Source text:
_ _ _ _
The boat will not be able to point as high since the limit on pointing on an Alberg 30 is that the foot of the genoa is hard up against the shrouds that is all it can be flattened.
You will need to get your genoas recut or make new genoas which have a more open foot.
You probably will need to reinforce the inside of the hull since the prior installation used the bulkheads to distribute the loads around a larger portion of the hull.
If possible I would suggest that you try to avoid the various bends in the chainplate as these will flex and unevenly load the bolts and increase the likelihood of fatique over time.
You would be way ahead of the game re-engineering your inboard chainplates to minimize potential leak and live with them for the forty years of lifespan that the existing chainplates had lasted.

Jeff


----------



## smackdaddy (Aug 13, 2008)

Let me ask a question on a somewhat related note...

I need to essentially "de-tension" my center port shroud to do some work on my chainplate and bulkhead. I've heard you can do this with a halyard going to the toerail - but I don't want to mess up the mast-top sheave by applying lateral force (it's plastic).

Is there another way to use maybe a prussic knot with small line on the wire shroud and anchor that down to the to rail? Other recommendations?

Or do I need to not worry about the sheave?


----------



## Beersmith (Nov 5, 2008)

I am highly considering moving the chainplates to the outside on my 1975 Downeaster 38. Somewhere around 1981 Downeaster decided to use external chainplates on all of their boats, I guess they concluded it was the better option to minimize leaks. The chainplates are bolted through the hull as is and come up out of the caprail, no new holes would need to be cut (NOT bolted through a bulkhead).

The difference between having them on the caprail and on the outside of the hull is only about 2", maybe less. I highly doubt the pointing ability would be drastically compromised especially considering my main headsail is a small yankee. It is a heavy displacement cutter, and upwind performance isn't the best to begin with. 

I know of quite a few Downeaster owners who have moved the chainplates to the outside with no complaints.


----------



## Ajax_MD (Nov 24, 2009)

smackdaddy said:


> Let me ask a question on a somewhat related note...
> 
> I need to essentially "de-tension" my center port shroud to do some work on my chainplate and bulkhead. I've heard you can do this with a halyard going to the toerail - but I don't want to mess up the mast-top sheave by applying lateral force (it's plastic).
> 
> ...
_ _ _ _
Point-based annotation data:
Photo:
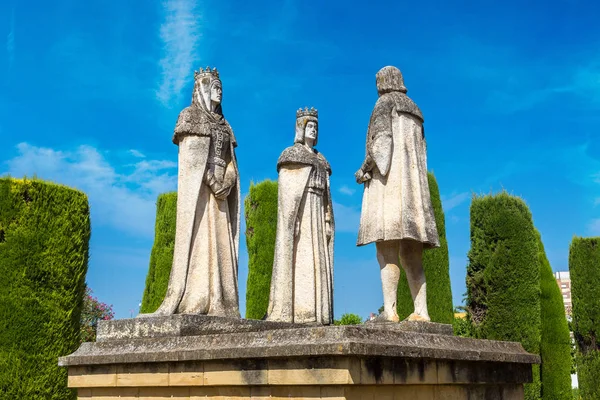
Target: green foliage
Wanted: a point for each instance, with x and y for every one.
(349, 319)
(93, 311)
(161, 257)
(44, 244)
(261, 223)
(461, 324)
(437, 270)
(584, 259)
(555, 346)
(503, 275)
_ _ _ _
Please state what the chainplate thread gives as the limit on pointing on an Alberg 30.

Result for this task:
The foot of the genoa is hard up against the shrouds.